Vivienne Binns: On and through the Surface

MCA-Vivienne-Binns-Painting-without-title-2022 2019-ongoing-Installation-ViewSurveying 60 years of work by one of Australia’s most significant living painters, Vivienne Binns: On and through the Surface, the Museum of Contemporary Art Australia (MCA) presents the first retrospective dedicated to the artist.

Curated by Anneke Jaspers (Senior Curator, Collection, MCA) and Hannah Mathews (Senior Curator, MUMA), this major survey exhibition brings together over one hundred artworks on loan from public and private collections and from the artist’s collection.

The MCA presentation developed by Youssofzay + Hart architects will expand on the exhibition in its first iteration at Monash University Museum of Art (MUMA) with a new artwork-in-progress by the artist, and an exclusive display of archival material relating to Binns’ community-based projects. There will also be a new film commissioned by the MCA that offers insights into Binns’ studio and artistic process.

Speaking about Vivienne Binns: On and through the Surface and the associated monograph, the American feminist art historian, curator and writer Lucy R. Lippard said, “It’s hard to overestimate Vivienne Binns’ contributions to Australian art, and to feminism through her long and generous career as an artist in the “high art” and the community arts contexts.

“Few have managed to be so outstanding in both fields. The variety is staggering, and the joy is ubiquitous,” said Lippard.

“Vivienne Binns has been at the forefront of progressive art practice in Australia for many years. The MCA exhibition celebrates all facets of Binns’ contribution to contemporary art, from her early, iconic depictions of the body – which anticipated the feminist art movement – to her meditations on Australia’s place in the Pacific,” said MCA curator, Anneke Jaspers.

“It highlights Binns’ significant artist-in-community projects and gives MCA visitors a rich insight into her creative process.”

Vivienne Binns: On and through the Surface at the MCA traces the collaborative and community projects that spanned two decades of Binns’s early career. During the 1970s and 1980s, Binns turned away from the formal institutions of art and produced a series of celebrated artist-in-community projects.

#### Material supplied
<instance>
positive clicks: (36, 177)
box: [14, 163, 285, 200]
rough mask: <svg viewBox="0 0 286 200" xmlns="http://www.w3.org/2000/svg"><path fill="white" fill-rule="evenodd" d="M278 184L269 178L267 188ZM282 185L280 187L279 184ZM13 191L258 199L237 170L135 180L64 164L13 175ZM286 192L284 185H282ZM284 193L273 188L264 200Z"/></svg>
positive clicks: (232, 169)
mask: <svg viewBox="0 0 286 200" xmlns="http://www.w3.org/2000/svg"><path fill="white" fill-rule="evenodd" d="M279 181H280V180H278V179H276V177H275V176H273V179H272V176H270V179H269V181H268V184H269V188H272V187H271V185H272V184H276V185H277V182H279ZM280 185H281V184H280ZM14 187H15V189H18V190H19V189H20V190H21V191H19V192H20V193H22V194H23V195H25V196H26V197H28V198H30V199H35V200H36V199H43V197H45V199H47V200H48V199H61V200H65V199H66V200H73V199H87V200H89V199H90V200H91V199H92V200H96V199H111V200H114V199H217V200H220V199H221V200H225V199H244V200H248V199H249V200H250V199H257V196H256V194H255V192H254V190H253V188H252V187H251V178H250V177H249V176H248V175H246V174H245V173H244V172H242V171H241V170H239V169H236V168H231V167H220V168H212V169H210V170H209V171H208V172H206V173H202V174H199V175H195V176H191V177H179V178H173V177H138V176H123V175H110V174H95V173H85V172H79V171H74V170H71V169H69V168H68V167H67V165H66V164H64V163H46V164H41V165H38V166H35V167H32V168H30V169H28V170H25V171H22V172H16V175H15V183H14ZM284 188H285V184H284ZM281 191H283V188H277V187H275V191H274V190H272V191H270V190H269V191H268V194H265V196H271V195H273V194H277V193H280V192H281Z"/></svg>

* * *

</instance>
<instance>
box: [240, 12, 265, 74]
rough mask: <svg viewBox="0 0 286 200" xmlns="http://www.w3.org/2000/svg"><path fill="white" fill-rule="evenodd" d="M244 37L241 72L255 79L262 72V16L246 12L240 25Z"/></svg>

#### Your instructions
From the text on the Vivienne Binns retrospective, return the passage that begins at the words "Vivienne Binns: On and through the Surface at" and stops after the words "celebrated artist-in-community projects.", copied without any change.

#### Result below
Vivienne Binns: On and through the Surface at the MCA traces the collaborative and community projects that spanned two decades of Binns’s early career. During the 1970s and 1980s, Binns turned away from the formal institutions of art and produced a series of celebrated artist-in-community projects.